Assignment: The expected result is every entry, retyped character for character.

Source records:
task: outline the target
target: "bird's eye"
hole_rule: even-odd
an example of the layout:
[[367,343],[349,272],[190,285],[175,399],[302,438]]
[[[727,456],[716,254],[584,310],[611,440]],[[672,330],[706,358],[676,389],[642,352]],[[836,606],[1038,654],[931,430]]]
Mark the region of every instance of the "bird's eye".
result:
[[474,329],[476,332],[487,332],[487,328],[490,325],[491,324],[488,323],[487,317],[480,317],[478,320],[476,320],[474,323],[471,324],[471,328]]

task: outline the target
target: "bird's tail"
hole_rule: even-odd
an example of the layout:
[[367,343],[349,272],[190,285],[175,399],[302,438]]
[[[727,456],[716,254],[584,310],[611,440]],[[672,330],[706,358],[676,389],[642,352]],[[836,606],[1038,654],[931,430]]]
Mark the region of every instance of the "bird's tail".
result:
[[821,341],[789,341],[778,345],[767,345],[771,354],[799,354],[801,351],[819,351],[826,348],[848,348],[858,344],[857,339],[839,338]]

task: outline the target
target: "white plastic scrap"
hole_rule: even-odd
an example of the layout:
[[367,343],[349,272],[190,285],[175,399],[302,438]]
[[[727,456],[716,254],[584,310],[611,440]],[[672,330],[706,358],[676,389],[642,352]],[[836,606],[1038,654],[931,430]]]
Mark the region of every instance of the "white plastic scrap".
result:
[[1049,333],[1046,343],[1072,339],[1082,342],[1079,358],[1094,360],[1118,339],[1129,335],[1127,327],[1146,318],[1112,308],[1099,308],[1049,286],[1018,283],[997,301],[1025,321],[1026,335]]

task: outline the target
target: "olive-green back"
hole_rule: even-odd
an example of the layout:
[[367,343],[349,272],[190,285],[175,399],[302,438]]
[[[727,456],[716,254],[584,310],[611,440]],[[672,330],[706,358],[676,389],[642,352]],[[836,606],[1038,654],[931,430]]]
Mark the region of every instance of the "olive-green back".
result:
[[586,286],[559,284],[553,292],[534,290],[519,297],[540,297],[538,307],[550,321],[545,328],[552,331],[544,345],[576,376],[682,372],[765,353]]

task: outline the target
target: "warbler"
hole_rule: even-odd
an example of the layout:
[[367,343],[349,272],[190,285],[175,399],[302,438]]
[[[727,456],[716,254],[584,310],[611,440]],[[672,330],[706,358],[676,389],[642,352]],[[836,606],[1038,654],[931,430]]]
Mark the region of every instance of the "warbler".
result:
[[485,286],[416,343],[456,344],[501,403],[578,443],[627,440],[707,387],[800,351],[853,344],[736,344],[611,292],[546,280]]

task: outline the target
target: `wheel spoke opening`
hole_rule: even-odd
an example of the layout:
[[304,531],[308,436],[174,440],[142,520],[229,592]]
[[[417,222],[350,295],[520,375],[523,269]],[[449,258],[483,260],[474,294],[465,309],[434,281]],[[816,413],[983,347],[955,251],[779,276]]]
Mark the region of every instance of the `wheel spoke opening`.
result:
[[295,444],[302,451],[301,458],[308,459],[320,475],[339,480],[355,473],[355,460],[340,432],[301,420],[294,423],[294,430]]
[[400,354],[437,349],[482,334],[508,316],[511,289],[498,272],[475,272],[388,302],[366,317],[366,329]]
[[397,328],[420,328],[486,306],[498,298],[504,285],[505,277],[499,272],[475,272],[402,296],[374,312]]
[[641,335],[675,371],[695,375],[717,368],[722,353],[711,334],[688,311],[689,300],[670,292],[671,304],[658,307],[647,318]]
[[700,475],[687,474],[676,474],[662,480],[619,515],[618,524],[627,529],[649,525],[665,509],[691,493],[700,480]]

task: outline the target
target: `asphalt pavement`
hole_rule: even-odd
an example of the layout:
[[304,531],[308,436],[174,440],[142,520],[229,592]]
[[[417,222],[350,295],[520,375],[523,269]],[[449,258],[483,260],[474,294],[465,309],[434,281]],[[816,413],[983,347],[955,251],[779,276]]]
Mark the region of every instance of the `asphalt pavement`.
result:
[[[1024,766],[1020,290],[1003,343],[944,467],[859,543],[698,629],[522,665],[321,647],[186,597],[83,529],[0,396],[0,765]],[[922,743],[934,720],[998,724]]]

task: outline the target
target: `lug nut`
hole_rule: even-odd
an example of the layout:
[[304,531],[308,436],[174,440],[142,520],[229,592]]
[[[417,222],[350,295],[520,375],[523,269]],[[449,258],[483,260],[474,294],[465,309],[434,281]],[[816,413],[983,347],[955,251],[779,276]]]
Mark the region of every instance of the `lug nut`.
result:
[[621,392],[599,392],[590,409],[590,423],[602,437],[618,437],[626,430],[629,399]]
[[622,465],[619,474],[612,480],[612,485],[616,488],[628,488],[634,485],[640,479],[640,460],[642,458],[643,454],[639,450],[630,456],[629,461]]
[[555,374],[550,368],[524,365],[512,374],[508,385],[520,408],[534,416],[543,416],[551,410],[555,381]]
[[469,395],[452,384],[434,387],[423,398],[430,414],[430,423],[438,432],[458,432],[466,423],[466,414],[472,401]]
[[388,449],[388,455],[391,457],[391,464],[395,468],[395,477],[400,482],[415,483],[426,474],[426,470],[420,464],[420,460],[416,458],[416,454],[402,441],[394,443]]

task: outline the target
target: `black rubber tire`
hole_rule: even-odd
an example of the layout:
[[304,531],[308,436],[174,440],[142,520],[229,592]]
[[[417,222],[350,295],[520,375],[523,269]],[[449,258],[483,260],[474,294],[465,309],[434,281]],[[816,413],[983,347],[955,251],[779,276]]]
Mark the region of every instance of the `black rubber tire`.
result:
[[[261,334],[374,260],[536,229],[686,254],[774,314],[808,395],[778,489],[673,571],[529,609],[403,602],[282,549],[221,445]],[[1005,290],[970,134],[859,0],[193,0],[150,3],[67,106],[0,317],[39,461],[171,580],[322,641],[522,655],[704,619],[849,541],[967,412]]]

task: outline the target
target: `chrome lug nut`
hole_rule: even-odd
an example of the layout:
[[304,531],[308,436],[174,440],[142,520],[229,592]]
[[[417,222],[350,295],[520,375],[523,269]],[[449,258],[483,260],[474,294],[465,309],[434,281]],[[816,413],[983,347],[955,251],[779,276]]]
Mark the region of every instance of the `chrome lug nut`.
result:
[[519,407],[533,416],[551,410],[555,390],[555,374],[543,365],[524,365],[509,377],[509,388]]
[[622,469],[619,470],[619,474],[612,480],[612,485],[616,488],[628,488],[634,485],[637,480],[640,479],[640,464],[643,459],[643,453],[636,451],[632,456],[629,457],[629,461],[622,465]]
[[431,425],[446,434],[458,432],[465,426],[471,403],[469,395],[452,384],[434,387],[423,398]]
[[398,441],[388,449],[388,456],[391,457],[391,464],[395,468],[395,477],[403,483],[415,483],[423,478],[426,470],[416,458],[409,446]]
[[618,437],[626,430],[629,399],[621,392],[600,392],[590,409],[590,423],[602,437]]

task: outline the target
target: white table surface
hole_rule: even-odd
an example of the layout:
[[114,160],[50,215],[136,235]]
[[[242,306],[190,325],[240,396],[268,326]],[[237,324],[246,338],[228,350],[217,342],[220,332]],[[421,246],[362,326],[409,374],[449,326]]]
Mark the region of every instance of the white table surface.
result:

Written answer:
task: outline the target
target: "bird's eye"
hole_rule: even-odd
an example of the layout:
[[367,343],[349,272],[190,285],[175,399],[302,438]]
[[[727,456],[716,254],[584,310],[611,440]],[[672,330],[706,358],[676,389],[642,352]],[[836,606],[1038,654],[931,430]]]
Mark the region of every instance of the "bird's eye".
result:
[[474,329],[476,332],[487,332],[487,328],[490,325],[491,324],[488,323],[487,317],[480,317],[478,320],[476,320],[474,323],[471,324],[471,328]]

task: outline the target
target: "bird's tail"
hole_rule: even-odd
an example of the layout:
[[367,343],[349,272],[190,285],[175,399],[302,438]]
[[[727,456],[716,254],[584,310],[611,440]],[[672,330],[706,358],[676,389],[642,352]],[[836,606],[1038,654],[931,430]]]
Mark the region of every instance of the "bird's tail".
result:
[[821,341],[789,341],[778,345],[767,345],[771,354],[799,354],[801,351],[819,351],[826,348],[848,348],[858,344],[857,339],[839,338]]

task: outline the target
target: "white plastic scrap"
hole_rule: even-odd
an example of the layout:
[[367,343],[349,272],[190,285],[175,399],[302,438]]
[[[727,456],[716,254],[584,310],[611,440]],[[672,330],[706,358],[676,389],[642,352]],[[836,606],[1038,654],[931,430]]]
Mark the region of every instance of the "white plastic scrap".
result:
[[1049,333],[1046,343],[1072,339],[1082,342],[1079,358],[1094,360],[1118,339],[1129,335],[1127,327],[1146,318],[1112,308],[1099,308],[1049,286],[1018,283],[997,301],[1025,321],[1026,335]]

task: outline the target
target: "olive-green back"
hole_rule: even-odd
an example of the layout:
[[367,343],[349,272],[190,285],[175,399],[302,438]]
[[[727,456],[716,254],[584,310],[611,440]],[[672,330],[706,358],[676,389],[642,352]],[[836,606],[1038,654],[931,430]]]
Mark the region of every instance of the "olive-green back".
result:
[[586,286],[559,284],[553,292],[534,290],[519,297],[540,297],[538,307],[550,321],[545,328],[552,331],[544,345],[576,376],[682,372],[765,353]]

task: outline the target
target: "warbler"
hole_rule: even-odd
an example of the layout:
[[367,343],[349,272],[190,285],[175,399],[302,438]]
[[[727,456],[716,254],[584,310],[611,440]],[[672,330],[706,358],[676,389],[642,352]],[[836,606],[1038,654],[931,430]]]
Mark the region of every instance of the "warbler".
result:
[[485,286],[416,343],[456,344],[501,403],[578,443],[627,440],[707,387],[800,351],[853,344],[736,344],[611,292],[546,280]]

task: outline the target
target: `wheel spoke opening`
hole_rule: even-odd
an example of the layout:
[[304,531],[308,436],[174,440],[142,520],[229,592]]
[[[417,222],[350,295],[520,375],[523,269]],[[449,258],[483,260],[474,294],[465,309],[434,281]],[[816,413],[983,347],[955,251],[779,276]]]
Mark the region of every instance of the `wheel spoke opening`.
result:
[[295,444],[302,451],[301,458],[308,459],[320,475],[339,480],[355,473],[355,460],[340,432],[301,420],[294,423],[294,430]]
[[400,354],[437,349],[482,334],[508,316],[511,289],[498,272],[475,272],[388,302],[366,317],[366,329]]
[[397,328],[420,328],[486,306],[498,298],[504,285],[505,277],[499,272],[475,272],[402,296],[374,312]]
[[641,335],[675,371],[695,375],[717,368],[722,353],[711,334],[688,311],[689,300],[670,292],[671,304],[658,307],[647,318]]
[[700,475],[687,474],[676,474],[662,480],[619,515],[618,524],[627,529],[649,525],[665,509],[691,493],[700,480]]

task: outline the target
target: `asphalt pavement`
hole_rule: even-odd
an example of the layout:
[[304,531],[308,436],[174,440],[142,520],[229,592]]
[[[417,222],[350,295],[520,375],[523,269]],[[449,258],[483,260],[474,294],[465,309],[434,281]],[[816,413],[983,347],[955,251],[779,276]]]
Mark the region of every instance of the `asphalt pavement`.
result:
[[[1024,766],[1020,290],[1003,343],[944,467],[859,543],[698,629],[522,665],[321,647],[186,597],[83,529],[0,396],[0,765]],[[922,743],[934,720],[998,724]]]

task: outline the target
target: `lug nut`
hole_rule: even-odd
an example of the layout:
[[304,531],[308,436],[174,440],[142,520],[229,592]]
[[[417,222],[350,295],[520,375],[523,269]],[[449,258],[483,260],[474,294],[465,309],[434,281]],[[816,413],[983,347],[955,251],[779,276]]]
Mark the region of every instance of the `lug nut`.
result:
[[621,392],[599,392],[590,409],[590,423],[602,437],[618,437],[626,430],[629,399]]
[[622,465],[619,474],[612,480],[612,485],[616,488],[628,488],[634,485],[640,479],[640,460],[642,458],[643,454],[639,450],[630,456],[629,461]]
[[555,374],[550,368],[524,365],[512,374],[508,385],[520,408],[534,416],[543,416],[551,410],[555,381]]
[[469,395],[452,384],[434,387],[423,398],[430,414],[430,423],[438,432],[458,432],[466,423],[466,414],[472,401]]
[[388,449],[388,455],[391,457],[391,464],[395,468],[395,477],[400,482],[415,483],[426,474],[426,470],[420,464],[420,460],[416,458],[416,454],[402,441],[394,443]]

task: outline the target
target: `black rubber tire`
hole_rule: even-odd
an example of the layout:
[[304,531],[308,436],[174,440],[142,520],[229,592]]
[[[417,222],[350,295],[520,375],[523,269]],[[449,258],[483,260],[474,294],[465,309],[434,281]],[[816,413],[983,347],[955,251],[779,276]]]
Mark the region of every instance of the `black rubber tire`.
result:
[[[261,334],[374,260],[536,229],[686,254],[774,314],[808,395],[778,489],[673,571],[529,609],[403,602],[282,549],[221,445]],[[1005,290],[970,134],[859,0],[193,0],[150,3],[67,106],[0,317],[39,461],[171,580],[322,641],[522,655],[704,619],[849,541],[967,412]]]

task: outline the target
target: `chrome lug nut`
hole_rule: even-odd
an example of the layout:
[[304,531],[308,436],[174,440],[142,520],[229,592]]
[[[417,222],[350,295],[520,375],[523,269]],[[449,258],[483,260],[474,294],[465,309],[434,281]],[[816,413],[983,347],[955,251],[779,276]]]
Mark the region of every instance of the `chrome lug nut`.
result:
[[519,407],[533,416],[551,410],[555,390],[555,374],[543,365],[524,365],[509,377],[509,388]]
[[622,469],[619,470],[619,474],[612,480],[612,485],[616,488],[628,488],[634,485],[637,480],[640,479],[640,464],[643,459],[643,453],[636,451],[632,456],[629,457],[629,461],[622,465]]
[[431,425],[446,434],[458,432],[465,426],[471,403],[469,395],[452,384],[434,387],[423,398]]
[[398,441],[388,449],[388,456],[391,457],[391,464],[395,468],[395,477],[403,483],[415,483],[423,478],[426,470],[416,458],[409,446]]
[[618,437],[626,430],[629,399],[621,392],[600,392],[590,409],[590,423],[602,437]]

task: outline the target
target: white table surface
hole_rule: even-odd
an example of the layout:
[[114,160],[50,215],[136,235]]
[[[242,306],[190,325],[240,396],[268,326]],[[237,324],[246,338],[228,350],[217,342],[220,332]],[[421,246],[362,326],[409,374],[449,326]]]
Mark the region of every instance of the white table surface.
result:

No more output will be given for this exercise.